_Consignes_:
**a.** Dans l'entretien sur le film Tommaso, qui est présenté comme le seul acteur professionnel du film ?
**b.** Extrayez de l'entretien le passage situé entre « C’est un grand » et « pas, tu vois. », ces deux extraits compris.
**c.** Poursuivez l'entretien avec Cristina Chiriac sur le tournage de Tommaso à partir de sa dernière phrase.

C’est la deuxième ou troisième fois que l’on vous retrouve devant la caméra d’Abel Ferrara.

Cristina Chiriac : Oui, on a fait ensemble Pasolini et Alive in France… et maintenant Tommaso.

Quelle est la part d’improvisation dans votre rôle, dans la création et performance dans le film ?

On avait un script, tout était préparé. Ou en tout cas l’essentiel était là, mais avec Abel tout se fait très naturellement : il met la caméra en route et quelque chose, d’une certaine manière, se produit. C’est ce que je préfère.

Vous partagez l’image avec Willem Dafoe, quel genre de partenaire est-il ?

C’est un grand professionnel, c’est d’ailleurs le seul du film car personne d’autre n’est acteur : il y a des voisins de notre quartier, de la famille, des passants. Des personnes que je connais bien dans la vie, c’est ici que je vis. Willem me donnait des conseils avant les prises, il est très méticuleux dans son travail. Une nouvelle fois, lorsque la caméra est posée, quelque chose de nouveau se produit, c’est toujours une surprise. La vie continue, ça ne s’arrête pas, tu vois.

_Entrées extraites_:
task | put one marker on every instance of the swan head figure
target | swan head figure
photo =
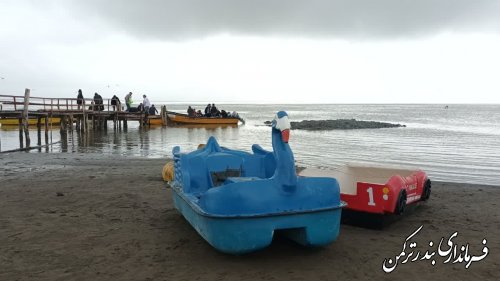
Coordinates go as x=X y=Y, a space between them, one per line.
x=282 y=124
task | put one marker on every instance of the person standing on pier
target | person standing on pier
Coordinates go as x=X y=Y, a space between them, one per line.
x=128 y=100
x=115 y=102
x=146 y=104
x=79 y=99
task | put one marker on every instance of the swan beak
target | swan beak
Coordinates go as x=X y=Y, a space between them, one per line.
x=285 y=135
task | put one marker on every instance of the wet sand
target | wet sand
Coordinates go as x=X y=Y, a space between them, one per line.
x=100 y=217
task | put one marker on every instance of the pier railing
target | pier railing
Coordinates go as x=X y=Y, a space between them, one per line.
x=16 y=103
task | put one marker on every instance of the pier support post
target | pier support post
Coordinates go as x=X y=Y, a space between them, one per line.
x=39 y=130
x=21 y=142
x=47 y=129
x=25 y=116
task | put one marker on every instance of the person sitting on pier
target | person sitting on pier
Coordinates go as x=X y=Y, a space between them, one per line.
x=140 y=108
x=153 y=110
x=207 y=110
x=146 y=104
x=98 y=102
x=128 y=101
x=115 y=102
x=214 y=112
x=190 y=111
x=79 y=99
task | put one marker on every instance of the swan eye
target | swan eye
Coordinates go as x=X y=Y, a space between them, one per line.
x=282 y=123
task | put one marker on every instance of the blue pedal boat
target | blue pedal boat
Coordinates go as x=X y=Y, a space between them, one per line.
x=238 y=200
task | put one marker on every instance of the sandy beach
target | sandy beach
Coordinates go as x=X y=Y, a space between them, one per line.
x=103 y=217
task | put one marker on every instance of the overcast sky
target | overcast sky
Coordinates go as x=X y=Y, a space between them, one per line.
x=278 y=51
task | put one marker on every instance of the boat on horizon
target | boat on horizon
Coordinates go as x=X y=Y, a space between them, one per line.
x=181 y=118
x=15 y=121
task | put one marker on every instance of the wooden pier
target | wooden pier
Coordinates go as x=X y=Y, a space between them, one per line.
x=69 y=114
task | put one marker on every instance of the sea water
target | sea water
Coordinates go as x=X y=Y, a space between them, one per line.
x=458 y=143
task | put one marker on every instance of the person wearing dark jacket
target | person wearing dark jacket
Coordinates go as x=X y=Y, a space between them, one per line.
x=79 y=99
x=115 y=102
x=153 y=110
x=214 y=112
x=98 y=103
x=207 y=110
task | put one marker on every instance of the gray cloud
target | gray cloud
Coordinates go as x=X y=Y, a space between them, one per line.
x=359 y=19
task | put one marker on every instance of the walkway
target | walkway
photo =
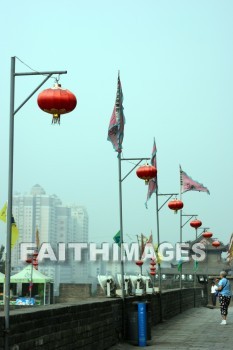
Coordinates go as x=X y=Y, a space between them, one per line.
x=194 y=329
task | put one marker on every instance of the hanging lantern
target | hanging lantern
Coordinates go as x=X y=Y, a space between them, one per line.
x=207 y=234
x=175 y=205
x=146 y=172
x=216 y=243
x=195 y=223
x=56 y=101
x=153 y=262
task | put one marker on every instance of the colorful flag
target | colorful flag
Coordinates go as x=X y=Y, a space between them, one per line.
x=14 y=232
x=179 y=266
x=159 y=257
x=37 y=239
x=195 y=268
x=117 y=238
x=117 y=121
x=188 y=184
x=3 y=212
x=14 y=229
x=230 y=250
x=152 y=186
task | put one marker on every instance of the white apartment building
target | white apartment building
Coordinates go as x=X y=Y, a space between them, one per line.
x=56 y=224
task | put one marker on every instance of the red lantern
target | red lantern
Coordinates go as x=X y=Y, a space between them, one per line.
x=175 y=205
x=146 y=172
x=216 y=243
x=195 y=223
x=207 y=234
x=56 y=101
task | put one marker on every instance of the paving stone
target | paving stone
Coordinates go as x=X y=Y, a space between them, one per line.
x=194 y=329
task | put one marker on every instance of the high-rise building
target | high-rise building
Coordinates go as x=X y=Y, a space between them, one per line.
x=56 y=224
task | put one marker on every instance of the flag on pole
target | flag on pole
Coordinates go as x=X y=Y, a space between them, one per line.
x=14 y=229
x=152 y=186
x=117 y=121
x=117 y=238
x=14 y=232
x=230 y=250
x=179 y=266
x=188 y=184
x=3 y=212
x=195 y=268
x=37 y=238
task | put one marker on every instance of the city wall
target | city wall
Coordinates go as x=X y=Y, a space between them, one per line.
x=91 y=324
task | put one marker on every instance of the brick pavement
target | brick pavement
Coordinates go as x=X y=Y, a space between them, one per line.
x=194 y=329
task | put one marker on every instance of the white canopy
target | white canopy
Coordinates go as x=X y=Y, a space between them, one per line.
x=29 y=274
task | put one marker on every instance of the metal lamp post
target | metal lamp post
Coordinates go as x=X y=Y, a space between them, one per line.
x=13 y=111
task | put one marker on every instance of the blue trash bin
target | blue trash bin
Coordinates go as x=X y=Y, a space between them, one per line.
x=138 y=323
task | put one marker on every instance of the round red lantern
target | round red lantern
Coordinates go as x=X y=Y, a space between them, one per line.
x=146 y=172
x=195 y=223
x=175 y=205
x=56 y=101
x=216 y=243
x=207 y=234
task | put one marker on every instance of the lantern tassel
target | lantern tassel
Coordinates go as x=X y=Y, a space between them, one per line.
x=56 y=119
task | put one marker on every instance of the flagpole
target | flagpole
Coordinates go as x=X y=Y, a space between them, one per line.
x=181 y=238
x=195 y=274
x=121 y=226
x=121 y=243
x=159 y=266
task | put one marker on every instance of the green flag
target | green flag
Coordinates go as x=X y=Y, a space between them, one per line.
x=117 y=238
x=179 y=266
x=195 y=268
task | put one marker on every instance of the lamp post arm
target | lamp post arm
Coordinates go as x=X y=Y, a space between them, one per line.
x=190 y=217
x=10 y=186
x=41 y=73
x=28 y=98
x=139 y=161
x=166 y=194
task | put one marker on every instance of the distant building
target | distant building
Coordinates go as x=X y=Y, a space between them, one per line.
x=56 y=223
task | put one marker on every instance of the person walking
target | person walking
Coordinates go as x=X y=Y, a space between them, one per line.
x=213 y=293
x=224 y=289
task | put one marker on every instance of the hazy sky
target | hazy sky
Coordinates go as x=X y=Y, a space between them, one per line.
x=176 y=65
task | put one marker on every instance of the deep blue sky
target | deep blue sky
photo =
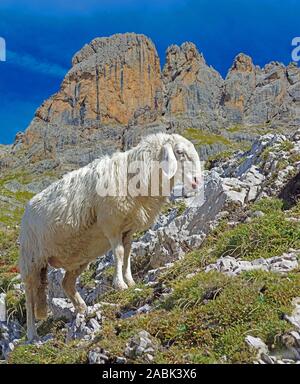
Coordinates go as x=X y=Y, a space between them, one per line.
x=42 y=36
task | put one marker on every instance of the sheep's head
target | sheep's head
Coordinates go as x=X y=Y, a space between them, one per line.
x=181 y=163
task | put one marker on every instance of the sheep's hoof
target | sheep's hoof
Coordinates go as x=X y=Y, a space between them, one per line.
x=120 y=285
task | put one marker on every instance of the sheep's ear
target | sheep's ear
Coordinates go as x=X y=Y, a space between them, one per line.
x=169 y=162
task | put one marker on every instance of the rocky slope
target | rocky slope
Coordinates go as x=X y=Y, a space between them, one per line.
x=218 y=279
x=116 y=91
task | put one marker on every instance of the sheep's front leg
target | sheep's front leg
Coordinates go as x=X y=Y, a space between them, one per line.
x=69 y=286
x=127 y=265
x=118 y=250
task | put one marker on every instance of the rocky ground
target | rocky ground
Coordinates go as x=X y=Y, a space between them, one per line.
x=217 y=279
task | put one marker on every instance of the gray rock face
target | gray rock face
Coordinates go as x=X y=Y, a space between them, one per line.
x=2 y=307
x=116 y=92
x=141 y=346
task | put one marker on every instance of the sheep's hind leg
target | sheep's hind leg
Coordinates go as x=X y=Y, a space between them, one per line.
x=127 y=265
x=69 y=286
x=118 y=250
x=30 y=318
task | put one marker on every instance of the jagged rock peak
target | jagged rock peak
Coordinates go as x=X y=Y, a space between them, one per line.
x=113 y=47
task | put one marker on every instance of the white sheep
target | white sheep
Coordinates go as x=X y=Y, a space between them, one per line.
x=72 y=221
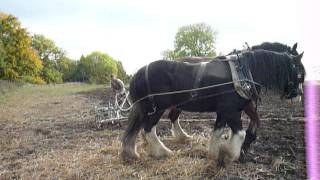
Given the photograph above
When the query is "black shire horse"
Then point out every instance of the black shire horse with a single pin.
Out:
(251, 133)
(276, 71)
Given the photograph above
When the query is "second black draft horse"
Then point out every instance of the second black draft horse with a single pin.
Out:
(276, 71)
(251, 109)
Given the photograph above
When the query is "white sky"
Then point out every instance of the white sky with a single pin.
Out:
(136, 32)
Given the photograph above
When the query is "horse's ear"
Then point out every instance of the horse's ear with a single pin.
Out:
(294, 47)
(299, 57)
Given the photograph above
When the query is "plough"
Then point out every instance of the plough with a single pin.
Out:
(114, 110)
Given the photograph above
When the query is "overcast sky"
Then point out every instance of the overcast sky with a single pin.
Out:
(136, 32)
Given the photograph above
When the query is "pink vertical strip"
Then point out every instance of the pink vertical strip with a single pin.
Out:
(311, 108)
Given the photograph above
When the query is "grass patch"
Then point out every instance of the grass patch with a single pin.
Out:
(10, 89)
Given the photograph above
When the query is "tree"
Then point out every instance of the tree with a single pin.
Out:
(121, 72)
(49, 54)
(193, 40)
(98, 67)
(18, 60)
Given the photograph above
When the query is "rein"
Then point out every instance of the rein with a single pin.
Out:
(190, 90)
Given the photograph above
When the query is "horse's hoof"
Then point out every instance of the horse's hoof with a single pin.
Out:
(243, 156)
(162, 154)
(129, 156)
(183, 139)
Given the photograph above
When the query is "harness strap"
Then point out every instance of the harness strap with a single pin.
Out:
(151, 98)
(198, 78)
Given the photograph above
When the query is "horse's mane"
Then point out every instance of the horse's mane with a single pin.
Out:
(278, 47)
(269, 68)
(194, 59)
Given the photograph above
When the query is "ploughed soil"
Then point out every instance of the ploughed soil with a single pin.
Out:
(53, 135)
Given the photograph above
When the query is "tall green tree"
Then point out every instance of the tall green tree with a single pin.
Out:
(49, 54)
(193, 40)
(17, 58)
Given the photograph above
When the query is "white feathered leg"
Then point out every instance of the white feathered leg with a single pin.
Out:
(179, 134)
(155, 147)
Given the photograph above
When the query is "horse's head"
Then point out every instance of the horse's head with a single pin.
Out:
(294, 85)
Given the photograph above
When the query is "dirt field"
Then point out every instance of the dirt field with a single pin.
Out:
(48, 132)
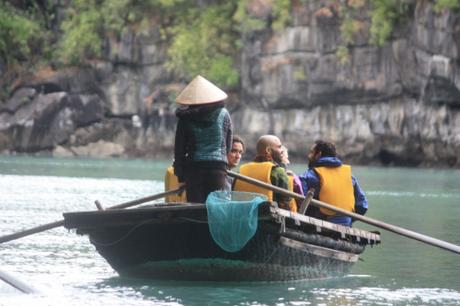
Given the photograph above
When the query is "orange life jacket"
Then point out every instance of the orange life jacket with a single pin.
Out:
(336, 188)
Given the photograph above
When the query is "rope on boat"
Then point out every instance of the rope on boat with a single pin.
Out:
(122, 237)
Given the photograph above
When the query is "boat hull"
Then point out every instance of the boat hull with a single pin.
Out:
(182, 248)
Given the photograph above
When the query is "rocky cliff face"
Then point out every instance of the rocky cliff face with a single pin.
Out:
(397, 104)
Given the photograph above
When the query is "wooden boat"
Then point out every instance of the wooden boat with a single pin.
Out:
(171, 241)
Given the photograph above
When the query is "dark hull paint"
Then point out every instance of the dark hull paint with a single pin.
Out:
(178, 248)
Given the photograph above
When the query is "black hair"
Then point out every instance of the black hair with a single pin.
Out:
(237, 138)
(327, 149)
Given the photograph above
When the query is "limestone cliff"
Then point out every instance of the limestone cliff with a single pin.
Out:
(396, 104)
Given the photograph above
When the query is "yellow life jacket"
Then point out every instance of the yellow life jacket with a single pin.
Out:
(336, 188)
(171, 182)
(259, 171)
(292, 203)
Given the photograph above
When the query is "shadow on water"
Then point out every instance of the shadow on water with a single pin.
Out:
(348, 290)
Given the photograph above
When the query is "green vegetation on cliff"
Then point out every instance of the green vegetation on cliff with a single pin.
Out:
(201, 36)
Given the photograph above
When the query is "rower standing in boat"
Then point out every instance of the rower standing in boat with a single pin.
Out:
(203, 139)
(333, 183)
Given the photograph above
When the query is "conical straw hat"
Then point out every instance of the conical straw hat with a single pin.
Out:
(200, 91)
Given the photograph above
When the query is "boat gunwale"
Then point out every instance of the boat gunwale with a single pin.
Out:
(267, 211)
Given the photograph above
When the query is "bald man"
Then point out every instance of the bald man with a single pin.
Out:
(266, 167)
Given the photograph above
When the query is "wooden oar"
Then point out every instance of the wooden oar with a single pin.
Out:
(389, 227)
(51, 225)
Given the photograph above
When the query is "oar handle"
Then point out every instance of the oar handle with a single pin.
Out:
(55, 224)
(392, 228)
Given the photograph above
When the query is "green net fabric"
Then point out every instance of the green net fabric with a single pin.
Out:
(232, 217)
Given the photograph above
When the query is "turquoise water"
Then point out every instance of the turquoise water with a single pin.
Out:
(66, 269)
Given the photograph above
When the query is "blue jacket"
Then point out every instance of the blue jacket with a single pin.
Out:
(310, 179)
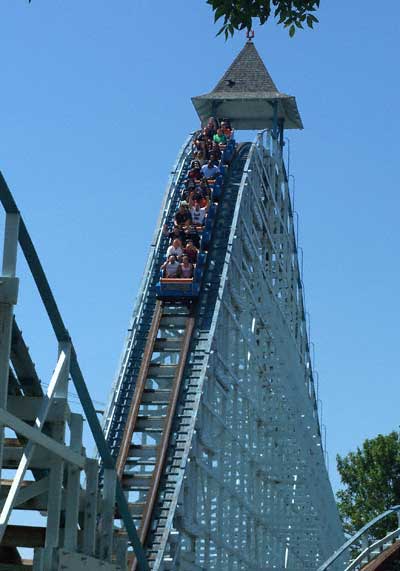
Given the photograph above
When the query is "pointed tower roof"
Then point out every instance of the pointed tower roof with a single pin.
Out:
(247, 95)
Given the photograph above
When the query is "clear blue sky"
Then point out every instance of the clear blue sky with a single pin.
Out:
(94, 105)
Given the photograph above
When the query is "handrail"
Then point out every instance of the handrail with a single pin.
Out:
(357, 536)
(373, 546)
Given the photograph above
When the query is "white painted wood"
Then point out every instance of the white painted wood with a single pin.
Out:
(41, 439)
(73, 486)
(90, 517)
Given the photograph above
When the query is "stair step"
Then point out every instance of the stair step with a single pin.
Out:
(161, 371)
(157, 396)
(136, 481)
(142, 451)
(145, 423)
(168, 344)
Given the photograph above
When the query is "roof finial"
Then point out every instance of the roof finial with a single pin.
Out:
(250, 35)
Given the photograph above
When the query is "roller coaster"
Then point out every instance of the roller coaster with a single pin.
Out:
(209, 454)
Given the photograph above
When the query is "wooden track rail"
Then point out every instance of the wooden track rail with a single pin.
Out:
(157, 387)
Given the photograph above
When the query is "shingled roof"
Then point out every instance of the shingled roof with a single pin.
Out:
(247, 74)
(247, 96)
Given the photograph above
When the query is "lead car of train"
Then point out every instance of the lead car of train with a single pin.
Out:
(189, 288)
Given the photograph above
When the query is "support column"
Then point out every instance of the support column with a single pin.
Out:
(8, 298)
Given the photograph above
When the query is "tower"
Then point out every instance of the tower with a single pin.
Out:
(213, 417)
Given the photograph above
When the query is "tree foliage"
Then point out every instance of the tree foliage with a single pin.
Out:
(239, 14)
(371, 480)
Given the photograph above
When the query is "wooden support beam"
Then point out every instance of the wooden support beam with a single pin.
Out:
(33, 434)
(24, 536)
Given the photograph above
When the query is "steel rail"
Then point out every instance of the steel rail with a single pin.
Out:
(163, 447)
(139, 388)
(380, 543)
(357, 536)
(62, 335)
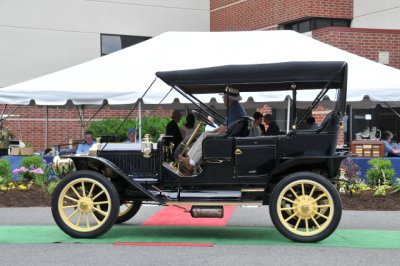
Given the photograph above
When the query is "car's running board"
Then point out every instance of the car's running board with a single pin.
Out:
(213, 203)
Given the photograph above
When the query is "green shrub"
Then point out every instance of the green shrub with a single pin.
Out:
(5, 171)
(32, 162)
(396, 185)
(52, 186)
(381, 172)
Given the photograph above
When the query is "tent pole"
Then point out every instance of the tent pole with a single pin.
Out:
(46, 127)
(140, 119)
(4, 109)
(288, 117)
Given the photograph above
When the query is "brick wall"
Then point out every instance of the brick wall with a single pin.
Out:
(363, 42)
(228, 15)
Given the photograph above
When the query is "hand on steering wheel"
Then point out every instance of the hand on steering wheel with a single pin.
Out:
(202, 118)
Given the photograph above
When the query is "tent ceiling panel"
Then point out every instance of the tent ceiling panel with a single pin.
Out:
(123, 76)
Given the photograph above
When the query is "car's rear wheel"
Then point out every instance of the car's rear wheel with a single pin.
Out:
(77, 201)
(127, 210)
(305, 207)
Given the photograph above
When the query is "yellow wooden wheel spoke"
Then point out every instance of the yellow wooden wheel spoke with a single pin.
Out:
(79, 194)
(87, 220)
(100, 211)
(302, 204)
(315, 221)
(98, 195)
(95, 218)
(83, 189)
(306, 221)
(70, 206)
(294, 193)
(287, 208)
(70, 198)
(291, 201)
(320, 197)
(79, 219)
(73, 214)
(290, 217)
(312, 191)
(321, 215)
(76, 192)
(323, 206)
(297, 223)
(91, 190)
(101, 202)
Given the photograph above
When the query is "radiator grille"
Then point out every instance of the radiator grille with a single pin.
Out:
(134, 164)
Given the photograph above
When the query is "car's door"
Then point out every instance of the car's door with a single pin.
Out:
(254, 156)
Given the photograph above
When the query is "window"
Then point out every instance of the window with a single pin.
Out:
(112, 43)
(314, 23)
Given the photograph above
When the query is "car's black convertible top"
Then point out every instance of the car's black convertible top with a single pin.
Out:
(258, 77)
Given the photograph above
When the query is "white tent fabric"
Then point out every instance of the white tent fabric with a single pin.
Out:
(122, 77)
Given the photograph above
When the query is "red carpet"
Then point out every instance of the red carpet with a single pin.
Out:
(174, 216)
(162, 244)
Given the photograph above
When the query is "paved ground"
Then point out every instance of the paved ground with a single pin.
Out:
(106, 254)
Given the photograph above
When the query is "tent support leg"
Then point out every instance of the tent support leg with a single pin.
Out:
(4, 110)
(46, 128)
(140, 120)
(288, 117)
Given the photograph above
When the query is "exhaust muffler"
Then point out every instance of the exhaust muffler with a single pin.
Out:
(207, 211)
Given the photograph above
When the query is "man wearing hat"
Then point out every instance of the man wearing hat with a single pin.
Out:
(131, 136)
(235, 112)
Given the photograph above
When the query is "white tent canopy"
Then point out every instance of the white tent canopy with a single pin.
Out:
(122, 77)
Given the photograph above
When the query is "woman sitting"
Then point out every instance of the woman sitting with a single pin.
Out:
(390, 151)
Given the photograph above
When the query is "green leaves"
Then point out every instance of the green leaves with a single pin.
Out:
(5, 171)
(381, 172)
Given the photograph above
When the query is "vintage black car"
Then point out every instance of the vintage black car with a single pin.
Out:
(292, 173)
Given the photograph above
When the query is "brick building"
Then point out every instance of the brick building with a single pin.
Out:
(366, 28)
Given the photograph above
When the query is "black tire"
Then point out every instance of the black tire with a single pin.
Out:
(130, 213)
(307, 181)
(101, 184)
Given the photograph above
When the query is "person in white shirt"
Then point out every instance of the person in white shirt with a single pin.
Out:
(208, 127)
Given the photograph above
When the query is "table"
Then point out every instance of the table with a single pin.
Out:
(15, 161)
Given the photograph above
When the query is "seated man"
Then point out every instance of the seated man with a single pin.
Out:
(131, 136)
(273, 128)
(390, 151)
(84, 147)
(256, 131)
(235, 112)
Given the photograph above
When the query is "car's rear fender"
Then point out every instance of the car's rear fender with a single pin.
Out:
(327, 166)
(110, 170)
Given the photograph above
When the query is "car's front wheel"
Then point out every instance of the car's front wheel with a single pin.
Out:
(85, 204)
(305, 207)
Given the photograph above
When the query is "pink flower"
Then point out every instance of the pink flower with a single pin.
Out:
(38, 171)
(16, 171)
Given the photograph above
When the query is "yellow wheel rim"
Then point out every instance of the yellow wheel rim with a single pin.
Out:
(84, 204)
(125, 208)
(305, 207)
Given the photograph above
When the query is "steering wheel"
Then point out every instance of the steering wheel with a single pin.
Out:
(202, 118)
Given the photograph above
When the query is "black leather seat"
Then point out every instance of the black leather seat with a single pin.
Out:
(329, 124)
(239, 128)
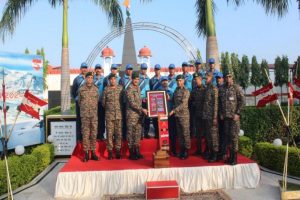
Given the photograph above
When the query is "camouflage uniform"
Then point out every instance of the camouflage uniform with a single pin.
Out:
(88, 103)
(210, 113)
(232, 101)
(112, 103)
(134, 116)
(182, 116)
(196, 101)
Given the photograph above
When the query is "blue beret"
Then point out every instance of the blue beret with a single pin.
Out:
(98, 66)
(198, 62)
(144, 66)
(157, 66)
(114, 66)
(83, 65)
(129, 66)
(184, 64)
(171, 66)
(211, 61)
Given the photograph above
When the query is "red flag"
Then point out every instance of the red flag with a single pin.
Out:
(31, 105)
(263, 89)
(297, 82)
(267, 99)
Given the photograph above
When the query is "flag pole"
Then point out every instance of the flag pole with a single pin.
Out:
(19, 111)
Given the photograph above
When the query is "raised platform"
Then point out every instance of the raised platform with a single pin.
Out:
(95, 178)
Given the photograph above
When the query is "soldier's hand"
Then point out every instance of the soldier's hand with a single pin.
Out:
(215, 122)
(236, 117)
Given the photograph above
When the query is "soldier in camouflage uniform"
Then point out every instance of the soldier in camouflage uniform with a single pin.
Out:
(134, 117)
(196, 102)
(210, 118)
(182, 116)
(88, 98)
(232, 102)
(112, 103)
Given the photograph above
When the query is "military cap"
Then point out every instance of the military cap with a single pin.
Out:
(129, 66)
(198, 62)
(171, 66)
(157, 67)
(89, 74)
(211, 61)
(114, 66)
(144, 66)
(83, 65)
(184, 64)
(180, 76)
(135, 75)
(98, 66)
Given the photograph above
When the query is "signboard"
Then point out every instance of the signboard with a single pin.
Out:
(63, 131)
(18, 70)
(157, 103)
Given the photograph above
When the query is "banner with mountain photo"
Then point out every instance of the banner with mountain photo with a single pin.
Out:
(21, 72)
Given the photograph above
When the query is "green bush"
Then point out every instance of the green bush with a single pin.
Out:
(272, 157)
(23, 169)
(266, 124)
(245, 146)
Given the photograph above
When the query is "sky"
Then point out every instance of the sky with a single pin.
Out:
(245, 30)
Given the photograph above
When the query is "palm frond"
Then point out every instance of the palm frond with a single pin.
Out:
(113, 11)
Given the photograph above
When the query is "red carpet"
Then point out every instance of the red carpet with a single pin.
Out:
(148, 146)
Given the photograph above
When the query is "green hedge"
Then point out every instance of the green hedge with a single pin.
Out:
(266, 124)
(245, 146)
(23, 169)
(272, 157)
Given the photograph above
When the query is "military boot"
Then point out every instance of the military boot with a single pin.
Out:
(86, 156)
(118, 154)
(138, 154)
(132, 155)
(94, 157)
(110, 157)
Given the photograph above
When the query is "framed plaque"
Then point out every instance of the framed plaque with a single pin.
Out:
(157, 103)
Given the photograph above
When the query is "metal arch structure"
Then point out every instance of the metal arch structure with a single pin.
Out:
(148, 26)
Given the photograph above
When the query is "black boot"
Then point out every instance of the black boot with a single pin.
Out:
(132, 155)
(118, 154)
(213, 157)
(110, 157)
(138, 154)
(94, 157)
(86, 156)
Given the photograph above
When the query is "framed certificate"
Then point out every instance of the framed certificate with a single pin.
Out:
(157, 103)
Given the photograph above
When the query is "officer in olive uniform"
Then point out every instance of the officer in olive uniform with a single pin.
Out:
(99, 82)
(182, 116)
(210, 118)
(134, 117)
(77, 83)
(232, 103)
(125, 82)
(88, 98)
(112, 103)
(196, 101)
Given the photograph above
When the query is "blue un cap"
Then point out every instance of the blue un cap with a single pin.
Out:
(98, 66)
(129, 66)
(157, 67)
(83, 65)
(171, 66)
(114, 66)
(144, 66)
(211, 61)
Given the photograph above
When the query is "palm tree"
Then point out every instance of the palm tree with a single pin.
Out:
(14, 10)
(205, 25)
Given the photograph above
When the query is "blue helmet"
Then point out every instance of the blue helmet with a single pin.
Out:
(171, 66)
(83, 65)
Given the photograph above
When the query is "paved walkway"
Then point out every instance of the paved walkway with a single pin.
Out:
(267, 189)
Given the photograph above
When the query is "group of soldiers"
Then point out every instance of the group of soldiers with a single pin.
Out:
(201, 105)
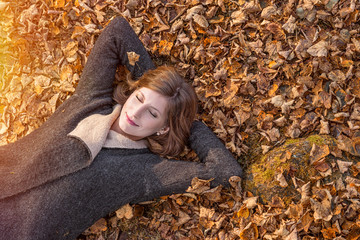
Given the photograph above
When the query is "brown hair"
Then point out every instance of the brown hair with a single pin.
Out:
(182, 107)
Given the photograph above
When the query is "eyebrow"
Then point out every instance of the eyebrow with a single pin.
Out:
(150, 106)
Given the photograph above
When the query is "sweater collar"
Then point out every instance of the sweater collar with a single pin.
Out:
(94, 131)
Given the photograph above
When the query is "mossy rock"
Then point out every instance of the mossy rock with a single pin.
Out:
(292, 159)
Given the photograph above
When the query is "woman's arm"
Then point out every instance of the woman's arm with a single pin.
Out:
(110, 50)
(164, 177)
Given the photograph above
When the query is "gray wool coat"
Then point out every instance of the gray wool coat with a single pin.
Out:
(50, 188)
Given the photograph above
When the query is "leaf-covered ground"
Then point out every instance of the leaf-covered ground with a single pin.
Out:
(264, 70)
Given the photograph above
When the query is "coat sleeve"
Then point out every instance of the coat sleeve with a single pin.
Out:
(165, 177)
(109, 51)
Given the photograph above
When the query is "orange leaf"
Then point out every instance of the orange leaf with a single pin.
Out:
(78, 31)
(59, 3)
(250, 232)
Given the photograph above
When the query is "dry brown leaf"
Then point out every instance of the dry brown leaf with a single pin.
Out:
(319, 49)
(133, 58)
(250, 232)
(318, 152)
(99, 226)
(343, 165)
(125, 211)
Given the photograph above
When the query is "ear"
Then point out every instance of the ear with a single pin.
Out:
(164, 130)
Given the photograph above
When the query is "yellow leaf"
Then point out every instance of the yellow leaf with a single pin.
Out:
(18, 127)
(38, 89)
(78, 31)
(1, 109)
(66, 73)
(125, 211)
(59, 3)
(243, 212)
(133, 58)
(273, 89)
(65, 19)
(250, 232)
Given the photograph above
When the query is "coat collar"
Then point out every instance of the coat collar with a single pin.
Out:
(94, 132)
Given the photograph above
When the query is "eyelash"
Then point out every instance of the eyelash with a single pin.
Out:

_Résultats par tâche_:
**a.** Willem Dafoe.

**b.**
C’est un grand professionnel, c’est d’ailleurs le seul du film car personne d’autre n’est acteur : il y a des voisins de notre quartier, de la famille, des passants. Des personnes que je connais bien dans la vie, c’est ici que je vis. Willem me donnait des conseils avant les prises, il est très méticuleux dans son travail. Une nouvelle fois, lorsque la caméra est posée, quelque chose de nouveau se produit, c’est toujours une surprise. La vie continue, ça ne s’arrête pas, tu vois.

**c.**
Ca me fait penser à une scène qui ressemble à une expérience sociale, celle de la crucifixion, où la fiction rencontre la vraie vie.

J’étais présente lors du tournage de cette scène. C’était devant la gare centrale de Rome, il y avait du monde et c’était l’incompréhension face à ce qui se passait : il faut imaginer les gens sortir de la gare et se retrouver face à cette crucifixion. Le jour suivant, un journal a écrit un article sur cette scène : Willem Dafoe sur une croix.

Vos voisins, qui apparaissent dans le film, ont eu l’occasion de se découvrir à l’image ?

Pas encore, le film n’est pas encore sorti à Rome. Il sort d’abord en France, en Allemagne, ça viendra certainement ensuite en Italie. Ils attendent avec impatience la sortie !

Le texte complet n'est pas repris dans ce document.